Argentina: Ricardo Piglia y las rebeldías

No es Piglia no lo será tampoco para las futuras generaciones- un escritor fácil y cada obra de ficción suya ofrece varios niveles de interpretación, algo que motiva a entrar en sus páginas con intención de develamiento y asumida actitud clarividente y rabdomante.

Carlos María Romero Sosa / Especial para Con Nuestra América
Desde Buenos Aires, Argentina

El escritor argentino Ricardo Piglia (1941-2017).
Pido perdón por ser autorreferencial: no conocí a Ricardo Piglia (1941-2017). No tuve oportunidad de verlo nunca en este Buenos Aires de los desencuentros y la superpoblación de seres aislados, en La ciudad ausente de su narración de 1992, de cuya adaptación escénica -también por él compuesta- resultó la ópera que con música de Gerardo Gandini se estrenó en el Teatro Colón en octubre de 1995.

Sección de datos:
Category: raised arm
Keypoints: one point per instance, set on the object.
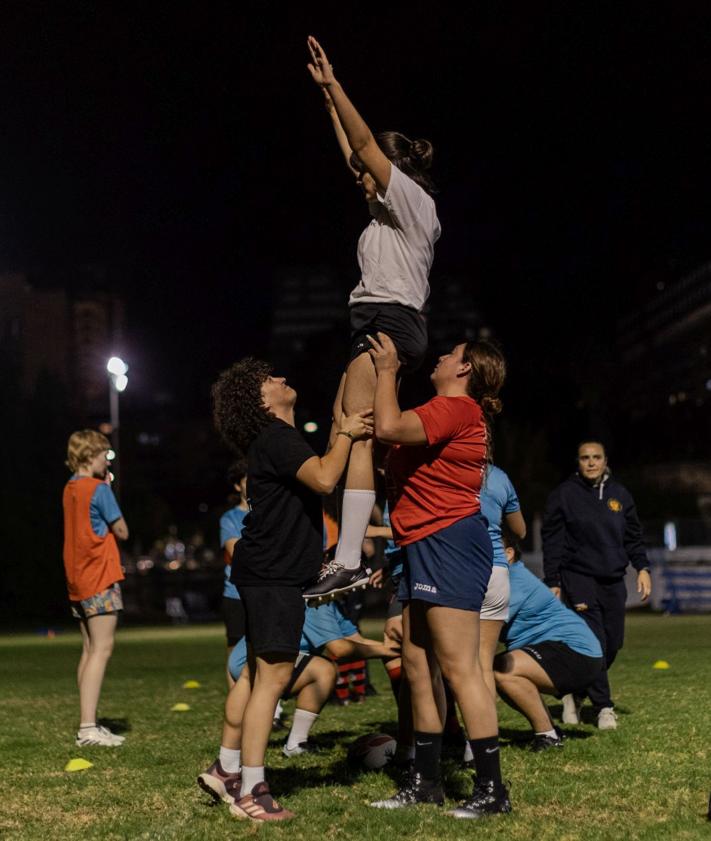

Ejercicios:
(a) Responde brevemente estas preguntas según el texto sobre Ricardo Piglia:
(i) ¿Qué ofrece cada obra de ficción de Piglia?
(ii) ¿Quién puso la música de la ópera basada en La ciudad ausente?
(iii) ¿Dónde y cuándo se estrenó esa ópera?
(b) Indica si cada afirmación coincide con el texto sobre Ricardo Piglia. Responde sí o no y cita las palabras del texto que lo deciden.
(i) El autor del artículo conoció personalmente a Piglia.
(ii) La adaptación escénica de La ciudad ausente también fue compuesta por Piglia.
(iii) La ópera se estrenó en el Teatro Colón.
(c) Prosigue el texto sobre Ricardo Piglia a partir de su última oración.

Respuestas escritas:
(a)
(i) Cada obra de ficción suya ofrece varios niveles de interpretación.
(ii) Gerardo Gandini.
(iii) En el Teatro Colón, en octubre de 1995.

(b)
(i) No: "no conocí a Ricardo Piglia (1941-2017)".
(ii) Sí: "de cuya adaptación escénica -también por él compuesta-".
(iii) Sí: "se estrenó en el Teatro Colón en octubre de 1995".

(c)
Llegué incluso algo retrasado a sus libros y  la primera aproximación a la novela Respiración artificial, publicada con gran suceso en 1980 fue ya después de mis treinta años. En cumplimiento sin saberlo de cierto consejo suyo: Hay que preservar la lentitud, llegar tarde a la moda, volví a sus páginas más de una década después  y si primero me había aguijoneado igual que  el enunciado de un teorema  el afán de atreverme por esa dinámica opresiva de sospechas, comunicaciones epistolares, palabras sugeridas, historial de posibles e inverificables delaciones que acompañan y van marcando  el ingreso de los personajes –o de las presencias-: Marcelo Maggi, Emilio Renzi, Luciano Ossorio y la memoria de su abuelo Enrique,  a partir  uno del otro como con las muñecas rusas, en la siguiente y morosa relectura me ganó  un irrefrenable interés, más acorde en verdad con la oferta del género narrativo. Interés por su argumento  nada lineal ciertamente aunque con toques  incitantes de novela policial, género al que Respiración artificial  homenajea y del que saca buen partido, sin recurrir al sarcasmo o la caricatura de los Holmes, los Brown o los Augusto Dupin,  tal el caso de Isidro Parodi, aquel detective sedentario y antiguo dueño de una barbería del barrio Sur pergeñado por Borges y Bioy Casares.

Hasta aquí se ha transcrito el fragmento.